# Directions for this task
Copy the material that follows line for line, without any changes, and leave the pictures out of your copy.
[Data provided start]
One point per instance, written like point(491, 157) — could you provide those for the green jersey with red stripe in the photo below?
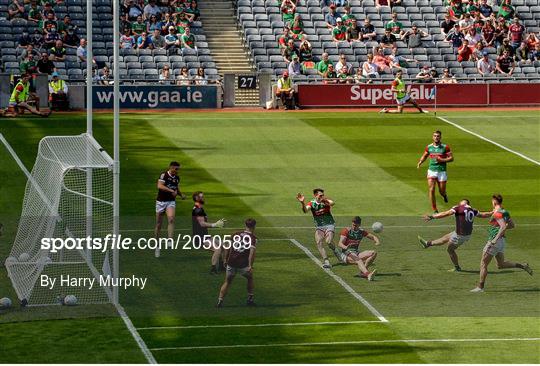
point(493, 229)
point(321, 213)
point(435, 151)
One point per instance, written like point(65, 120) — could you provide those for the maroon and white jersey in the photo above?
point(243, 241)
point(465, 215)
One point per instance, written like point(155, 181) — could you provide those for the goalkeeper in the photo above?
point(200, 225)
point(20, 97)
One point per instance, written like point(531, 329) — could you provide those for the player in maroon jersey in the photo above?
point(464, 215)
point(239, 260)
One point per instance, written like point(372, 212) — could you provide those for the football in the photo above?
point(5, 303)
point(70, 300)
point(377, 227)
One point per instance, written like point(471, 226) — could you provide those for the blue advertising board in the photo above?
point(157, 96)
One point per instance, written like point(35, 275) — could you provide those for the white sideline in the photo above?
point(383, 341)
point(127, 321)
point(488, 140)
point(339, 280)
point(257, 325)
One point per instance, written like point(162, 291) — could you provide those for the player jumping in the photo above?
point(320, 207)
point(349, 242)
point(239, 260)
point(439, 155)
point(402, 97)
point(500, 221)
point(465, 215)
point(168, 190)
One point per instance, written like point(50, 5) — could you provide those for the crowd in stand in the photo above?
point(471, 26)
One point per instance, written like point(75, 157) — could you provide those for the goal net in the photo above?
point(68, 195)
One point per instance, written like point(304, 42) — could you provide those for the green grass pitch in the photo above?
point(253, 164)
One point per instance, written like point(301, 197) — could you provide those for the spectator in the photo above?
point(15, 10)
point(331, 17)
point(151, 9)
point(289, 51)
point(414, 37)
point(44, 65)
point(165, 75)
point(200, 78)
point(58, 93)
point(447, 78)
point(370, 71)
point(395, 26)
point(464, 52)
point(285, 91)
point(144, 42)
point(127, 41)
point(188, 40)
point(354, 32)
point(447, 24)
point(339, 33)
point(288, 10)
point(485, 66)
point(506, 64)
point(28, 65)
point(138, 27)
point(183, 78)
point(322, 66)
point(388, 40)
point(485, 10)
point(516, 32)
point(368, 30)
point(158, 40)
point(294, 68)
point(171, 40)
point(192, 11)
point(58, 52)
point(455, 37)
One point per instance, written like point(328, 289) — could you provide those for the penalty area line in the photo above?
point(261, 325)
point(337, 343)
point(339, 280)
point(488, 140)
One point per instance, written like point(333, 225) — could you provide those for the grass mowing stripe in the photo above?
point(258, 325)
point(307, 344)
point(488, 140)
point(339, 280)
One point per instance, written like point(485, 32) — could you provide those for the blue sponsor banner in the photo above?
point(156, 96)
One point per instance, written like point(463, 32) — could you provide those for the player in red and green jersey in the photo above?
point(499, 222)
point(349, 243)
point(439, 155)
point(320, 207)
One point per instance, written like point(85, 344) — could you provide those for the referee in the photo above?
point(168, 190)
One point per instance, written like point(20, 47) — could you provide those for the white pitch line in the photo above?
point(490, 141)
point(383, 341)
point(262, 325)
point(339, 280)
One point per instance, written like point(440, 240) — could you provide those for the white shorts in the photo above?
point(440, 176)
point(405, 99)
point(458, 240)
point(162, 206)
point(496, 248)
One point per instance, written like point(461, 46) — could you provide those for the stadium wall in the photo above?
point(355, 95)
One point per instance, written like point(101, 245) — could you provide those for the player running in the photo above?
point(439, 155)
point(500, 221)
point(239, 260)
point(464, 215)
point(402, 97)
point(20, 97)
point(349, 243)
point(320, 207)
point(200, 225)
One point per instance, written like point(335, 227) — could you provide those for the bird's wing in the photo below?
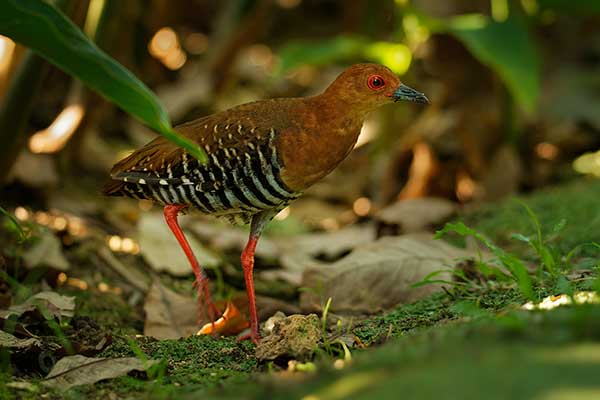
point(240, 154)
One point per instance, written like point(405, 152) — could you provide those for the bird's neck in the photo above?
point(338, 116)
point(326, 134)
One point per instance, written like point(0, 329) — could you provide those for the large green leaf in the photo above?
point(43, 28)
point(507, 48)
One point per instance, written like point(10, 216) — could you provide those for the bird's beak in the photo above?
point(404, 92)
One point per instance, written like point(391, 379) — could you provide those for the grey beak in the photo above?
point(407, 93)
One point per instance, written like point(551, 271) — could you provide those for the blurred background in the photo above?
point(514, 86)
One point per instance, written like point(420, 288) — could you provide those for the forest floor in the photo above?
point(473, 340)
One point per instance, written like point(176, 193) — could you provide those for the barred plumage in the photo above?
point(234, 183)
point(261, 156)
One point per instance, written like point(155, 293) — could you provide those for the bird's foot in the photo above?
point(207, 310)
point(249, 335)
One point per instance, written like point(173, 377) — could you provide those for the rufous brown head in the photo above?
[Data provided end]
# Exercise solution
One point per instance, written like point(491, 157) — could you provide those for the green jersey with red stripe in the photo below?
point(493, 229)
point(321, 213)
point(435, 151)
One point per instance, written like point(65, 120) — could you provide those for the maroon and white jersey in the photo above?
point(243, 241)
point(465, 215)
One point per instance, written like point(155, 181) — could you provide those for the goalkeeper in the photo above?
point(200, 225)
point(20, 97)
One point per instance, written like point(531, 329) — could you provide those for the player in maroon jersey in the photo above?
point(464, 215)
point(239, 260)
One point per instance, written like point(372, 212) — could you provide those for the football in the photo above?
point(5, 303)
point(70, 300)
point(377, 227)
One point per instance, written like point(471, 226) — could you provide those for the blue advertising board in the photo above?
point(157, 96)
One point per instance, written like point(35, 275) — could you provide those for the white sideline in the photo above?
point(383, 341)
point(127, 321)
point(488, 140)
point(339, 280)
point(257, 325)
One point per instance, written like point(162, 291) — could you provide those for the player jumping in the photo above?
point(320, 207)
point(349, 242)
point(239, 260)
point(439, 155)
point(402, 97)
point(500, 221)
point(465, 215)
point(168, 190)
One point per instance, written like point(50, 5) — could you provide those for the crowd in stand in the photo above?
point(471, 26)
One point per instance, written like point(75, 157) — could you provide those for the goal net in the photo above?
point(68, 195)
One point per instance, written like point(304, 42) — could you provide those for the green grass pitch in the photo above?
point(253, 164)
One point per instance, written like point(301, 197) — could you provide those for the spectator in the photo above?
point(15, 10)
point(331, 17)
point(151, 9)
point(289, 51)
point(414, 37)
point(44, 65)
point(165, 75)
point(200, 78)
point(58, 93)
point(447, 78)
point(370, 71)
point(395, 26)
point(464, 52)
point(285, 91)
point(144, 42)
point(127, 41)
point(188, 40)
point(354, 32)
point(447, 24)
point(339, 33)
point(288, 10)
point(485, 66)
point(506, 64)
point(28, 65)
point(138, 27)
point(183, 78)
point(322, 66)
point(388, 40)
point(485, 10)
point(516, 32)
point(368, 30)
point(158, 40)
point(294, 68)
point(171, 40)
point(192, 11)
point(58, 52)
point(455, 37)
One point per instance, written like point(328, 289) — could you provide those for the penalty area line in the photo above?
point(261, 325)
point(337, 343)
point(339, 280)
point(488, 140)
One point per instance, written like point(333, 225) — could you provide those for the grass mowing stripe in the photo above?
point(258, 325)
point(307, 344)
point(488, 140)
point(339, 280)
One point per instance, written like point(485, 32) — could you provide those for the blue sponsor banner in the photo above?
point(156, 96)
One point per instance, written like point(463, 32) — could you provide those for the player in red and green jersey in the photo above?
point(499, 222)
point(349, 243)
point(439, 155)
point(320, 207)
One point per instance, written like point(85, 344) — could you provide those for the referee in the photo above?
point(168, 190)
One point per instance, written like point(20, 47) — could you provide those for the white pitch line in the photo above?
point(490, 141)
point(383, 341)
point(262, 325)
point(339, 280)
One point per instance, written like point(440, 240) — could you provide those for the white shorts in the photo above?
point(440, 176)
point(405, 99)
point(458, 240)
point(162, 206)
point(496, 248)
One point per instance, written like point(461, 46) — could you provide those for the stadium wall in the photo above?
point(355, 95)
One point per instance, written like point(101, 245) — could you provide those for the player running in the photo above?
point(439, 155)
point(500, 221)
point(239, 260)
point(464, 215)
point(402, 97)
point(20, 97)
point(349, 243)
point(320, 207)
point(200, 225)
One point per instance, written like point(335, 227) — could you provide those for the bird's wing in the photo below?
point(240, 154)
One point per instance, written like point(405, 152) — could you provide those for the bird's neck in the photo above?
point(338, 116)
point(326, 134)
One point per instance, written like point(0, 329) — could you provide those for the large green leaf in the photo above?
point(43, 28)
point(507, 48)
One point per instance, written like point(10, 216) — could you provide those for the bird's beak in the photo above?
point(404, 92)
One point per instance, written like point(391, 379) — could you provide those for the grey beak in the photo above?
point(407, 93)
One point per instance, written like point(551, 271) — could you provide those for the blurred background in the photo above?
point(514, 86)
One point per instance, written like point(420, 288) — could you provide those for the forest floor in the photo above?
point(473, 340)
One point per instance, written like point(176, 193) — could you provide those for the barred plumage in the photo above?
point(234, 183)
point(261, 156)
One point per instance, written like point(155, 293) — could you provide those for the bird's foot in the photo above?
point(207, 310)
point(249, 335)
One point per instance, written like point(173, 377) — could you provide those for the rufous brown head in the photo above?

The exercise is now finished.